§ **Given information**:
= = = = = = =

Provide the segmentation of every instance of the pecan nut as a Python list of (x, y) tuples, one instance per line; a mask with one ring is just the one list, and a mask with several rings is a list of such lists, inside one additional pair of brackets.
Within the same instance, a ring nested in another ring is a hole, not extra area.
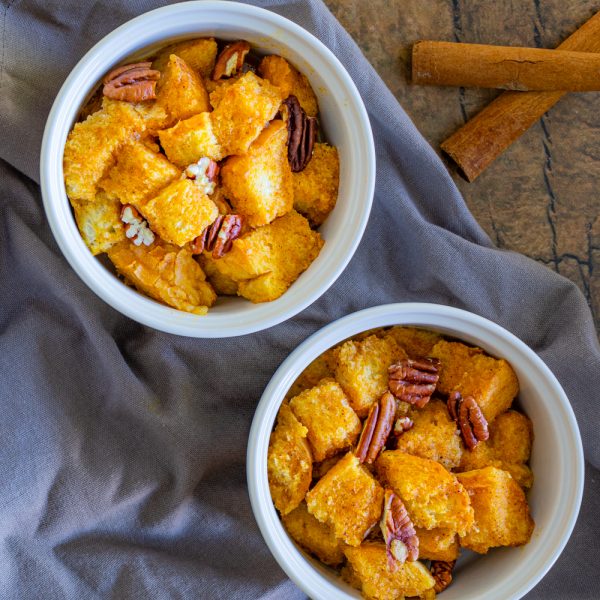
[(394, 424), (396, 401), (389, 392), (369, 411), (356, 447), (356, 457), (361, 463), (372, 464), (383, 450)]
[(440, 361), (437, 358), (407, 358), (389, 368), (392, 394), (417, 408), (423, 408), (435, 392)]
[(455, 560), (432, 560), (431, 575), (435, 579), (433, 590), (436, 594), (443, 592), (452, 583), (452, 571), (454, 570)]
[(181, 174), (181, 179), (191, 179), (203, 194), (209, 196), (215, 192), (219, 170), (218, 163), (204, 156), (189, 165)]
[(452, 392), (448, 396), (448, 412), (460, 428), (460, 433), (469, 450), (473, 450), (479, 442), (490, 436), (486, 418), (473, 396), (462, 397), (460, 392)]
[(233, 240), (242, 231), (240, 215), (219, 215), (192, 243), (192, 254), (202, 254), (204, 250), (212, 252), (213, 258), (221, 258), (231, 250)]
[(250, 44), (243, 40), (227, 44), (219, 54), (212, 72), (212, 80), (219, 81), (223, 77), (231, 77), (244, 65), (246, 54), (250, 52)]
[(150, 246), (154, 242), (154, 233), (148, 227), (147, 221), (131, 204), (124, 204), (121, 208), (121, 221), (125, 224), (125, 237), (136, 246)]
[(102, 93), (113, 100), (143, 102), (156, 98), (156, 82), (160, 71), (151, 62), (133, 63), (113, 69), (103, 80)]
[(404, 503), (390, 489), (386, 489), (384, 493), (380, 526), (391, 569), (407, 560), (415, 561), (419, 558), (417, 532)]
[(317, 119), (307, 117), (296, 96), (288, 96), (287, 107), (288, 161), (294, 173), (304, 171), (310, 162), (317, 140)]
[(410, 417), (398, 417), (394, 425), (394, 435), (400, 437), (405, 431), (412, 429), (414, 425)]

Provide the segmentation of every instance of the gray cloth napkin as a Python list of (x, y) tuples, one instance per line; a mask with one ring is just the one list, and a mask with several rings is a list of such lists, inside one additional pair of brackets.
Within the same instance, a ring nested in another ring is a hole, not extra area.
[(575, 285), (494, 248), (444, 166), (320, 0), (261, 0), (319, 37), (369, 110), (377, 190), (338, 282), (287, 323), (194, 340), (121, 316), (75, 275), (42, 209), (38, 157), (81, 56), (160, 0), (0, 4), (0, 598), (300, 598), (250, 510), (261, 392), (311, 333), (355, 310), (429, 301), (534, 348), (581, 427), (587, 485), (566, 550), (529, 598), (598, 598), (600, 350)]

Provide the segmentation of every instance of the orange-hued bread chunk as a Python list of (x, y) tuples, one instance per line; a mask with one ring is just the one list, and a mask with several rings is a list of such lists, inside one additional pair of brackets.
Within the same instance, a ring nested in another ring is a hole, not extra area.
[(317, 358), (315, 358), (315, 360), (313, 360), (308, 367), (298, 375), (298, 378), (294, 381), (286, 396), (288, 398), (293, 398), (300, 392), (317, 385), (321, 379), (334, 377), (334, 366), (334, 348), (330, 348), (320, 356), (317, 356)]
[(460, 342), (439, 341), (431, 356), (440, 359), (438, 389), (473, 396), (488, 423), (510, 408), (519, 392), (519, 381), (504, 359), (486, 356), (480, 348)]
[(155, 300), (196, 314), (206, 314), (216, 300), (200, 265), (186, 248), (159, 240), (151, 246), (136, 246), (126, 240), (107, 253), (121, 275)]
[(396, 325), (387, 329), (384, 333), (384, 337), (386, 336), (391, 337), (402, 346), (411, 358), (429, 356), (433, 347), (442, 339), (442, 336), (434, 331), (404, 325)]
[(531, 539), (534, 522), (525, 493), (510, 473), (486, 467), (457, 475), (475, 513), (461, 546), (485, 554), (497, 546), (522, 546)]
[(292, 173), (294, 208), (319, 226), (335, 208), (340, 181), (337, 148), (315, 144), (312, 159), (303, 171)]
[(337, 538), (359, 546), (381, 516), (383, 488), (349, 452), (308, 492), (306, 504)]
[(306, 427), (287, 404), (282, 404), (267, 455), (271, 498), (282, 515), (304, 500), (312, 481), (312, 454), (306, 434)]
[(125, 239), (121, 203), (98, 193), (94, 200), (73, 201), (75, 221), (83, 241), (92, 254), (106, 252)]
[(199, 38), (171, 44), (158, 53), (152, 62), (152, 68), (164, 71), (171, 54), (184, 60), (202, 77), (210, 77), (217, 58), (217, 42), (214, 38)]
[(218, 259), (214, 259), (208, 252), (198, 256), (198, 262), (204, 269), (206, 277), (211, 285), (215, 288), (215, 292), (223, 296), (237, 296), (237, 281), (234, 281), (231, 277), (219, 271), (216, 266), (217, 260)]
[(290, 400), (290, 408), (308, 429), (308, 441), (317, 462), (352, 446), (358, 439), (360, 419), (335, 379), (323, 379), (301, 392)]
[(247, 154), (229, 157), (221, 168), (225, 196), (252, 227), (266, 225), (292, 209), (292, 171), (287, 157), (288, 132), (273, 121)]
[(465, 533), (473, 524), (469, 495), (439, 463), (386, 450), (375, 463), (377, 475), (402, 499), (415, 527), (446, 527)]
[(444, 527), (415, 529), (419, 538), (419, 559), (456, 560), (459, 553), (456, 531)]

= = = = = = =

§ **What you will do**: Output the records above exactly as written, but leave out the pictures.

§ **Exercise response**:
Provide the segmentation of every instance of the pecan nut as a Python list of (x, y) tuples, one instance per line; a mask with one ring is just the one list, and a mask with several rings is a list of such lists, inside one additional pair of brackets.
Within the same instance, a ring nested in another ring is a hole, not extra area.
[(394, 424), (396, 401), (389, 392), (369, 411), (356, 447), (356, 457), (361, 463), (372, 464), (383, 450)]
[(440, 361), (437, 358), (407, 358), (389, 368), (392, 394), (417, 408), (423, 408), (435, 392)]
[(455, 560), (432, 560), (431, 575), (435, 579), (433, 590), (436, 594), (443, 592), (452, 583), (452, 571), (454, 570)]
[(181, 174), (181, 179), (191, 179), (203, 194), (209, 196), (215, 192), (219, 170), (218, 163), (204, 156), (189, 165)]
[(452, 392), (448, 396), (448, 412), (460, 428), (460, 433), (469, 450), (473, 450), (479, 442), (490, 436), (486, 418), (473, 396), (462, 397), (460, 392)]
[(233, 240), (242, 231), (240, 215), (219, 215), (192, 243), (192, 254), (202, 254), (204, 250), (212, 252), (213, 258), (221, 258), (231, 250)]
[(250, 44), (243, 40), (227, 44), (219, 54), (212, 72), (212, 80), (219, 81), (223, 77), (231, 77), (244, 65), (246, 54), (250, 52)]
[(150, 246), (154, 242), (154, 233), (148, 227), (147, 221), (131, 204), (124, 204), (121, 208), (121, 221), (125, 224), (125, 237), (136, 246)]
[(102, 93), (113, 100), (143, 102), (156, 98), (156, 82), (160, 71), (151, 62), (133, 63), (113, 69), (103, 80)]
[(404, 503), (390, 489), (386, 489), (384, 493), (380, 526), (391, 569), (407, 560), (415, 561), (419, 558), (417, 532)]
[(317, 119), (307, 117), (296, 96), (288, 96), (287, 107), (288, 161), (294, 173), (304, 171), (310, 162), (317, 140)]
[(410, 417), (398, 417), (394, 425), (394, 435), (400, 437), (405, 431), (412, 429), (414, 425)]

Provide the segmentation of every instance of the gray cloth napkin as a Python list of (x, y) tuples, one instance per line; a mask with one ring is just the one list, and a mask with several rings is a list of such lists, inside one additional pair of brackets.
Within the same instance, a ring nested in another ring is a hole, not extra area.
[(575, 285), (494, 248), (444, 166), (320, 0), (261, 0), (319, 37), (369, 110), (377, 190), (338, 282), (287, 323), (194, 340), (121, 316), (75, 275), (42, 209), (38, 157), (81, 56), (160, 0), (0, 4), (0, 598), (300, 598), (250, 510), (261, 392), (311, 333), (355, 310), (429, 301), (534, 348), (581, 427), (587, 485), (566, 550), (529, 598), (598, 598), (600, 350)]

Provide the segmentation of every instance of the orange-hued bread chunk as a Python list of (x, y) tuples, one instance per line; a mask with one ring is just the one list, and a mask with several rings is a list of such lists, inside one additional pair of brackets.
Within the same instance, a ring nested in another ring is a hole, not extra area.
[(317, 358), (315, 358), (315, 360), (313, 360), (308, 367), (298, 375), (298, 378), (294, 381), (286, 396), (288, 398), (293, 398), (300, 392), (317, 385), (321, 379), (334, 377), (334, 366), (334, 348), (330, 348), (320, 356), (317, 356)]
[(460, 342), (439, 341), (431, 356), (440, 359), (438, 389), (473, 396), (488, 423), (510, 408), (519, 392), (519, 381), (504, 359), (486, 356), (480, 348)]
[(155, 300), (196, 314), (206, 314), (216, 300), (200, 265), (186, 248), (159, 240), (151, 246), (136, 246), (126, 240), (107, 253), (121, 275)]
[(396, 325), (387, 329), (384, 333), (384, 337), (386, 336), (391, 337), (402, 346), (411, 358), (429, 356), (433, 347), (442, 339), (442, 336), (434, 331), (404, 325)]
[(531, 539), (534, 522), (525, 493), (510, 473), (486, 467), (457, 475), (475, 513), (461, 546), (485, 554), (497, 546), (522, 546)]
[(292, 173), (294, 208), (319, 226), (335, 208), (340, 181), (337, 148), (315, 144), (312, 159), (303, 171)]
[(337, 538), (359, 546), (381, 516), (383, 488), (349, 452), (308, 492), (306, 504)]
[(306, 427), (287, 404), (282, 404), (267, 455), (271, 498), (282, 515), (304, 500), (312, 481), (312, 454), (306, 434)]
[(125, 239), (121, 203), (98, 193), (94, 200), (73, 201), (75, 221), (83, 241), (92, 254), (106, 252)]
[(199, 38), (171, 44), (158, 53), (152, 62), (152, 68), (164, 71), (171, 54), (184, 60), (202, 77), (210, 77), (217, 58), (217, 42), (214, 38)]
[(218, 259), (214, 259), (208, 252), (198, 256), (198, 262), (204, 269), (206, 277), (211, 285), (215, 288), (215, 292), (223, 296), (237, 296), (237, 281), (234, 281), (231, 277), (219, 271), (216, 266), (217, 260)]
[(290, 400), (290, 408), (308, 429), (308, 441), (317, 462), (352, 446), (358, 439), (360, 419), (335, 379), (323, 379), (301, 392)]
[(247, 154), (229, 157), (221, 168), (225, 196), (252, 227), (266, 225), (292, 209), (292, 171), (287, 157), (288, 132), (273, 121)]
[(465, 533), (473, 524), (469, 495), (439, 463), (386, 450), (375, 463), (377, 475), (402, 499), (415, 527), (446, 527)]
[(444, 527), (415, 529), (419, 538), (419, 559), (456, 560), (459, 553), (456, 531)]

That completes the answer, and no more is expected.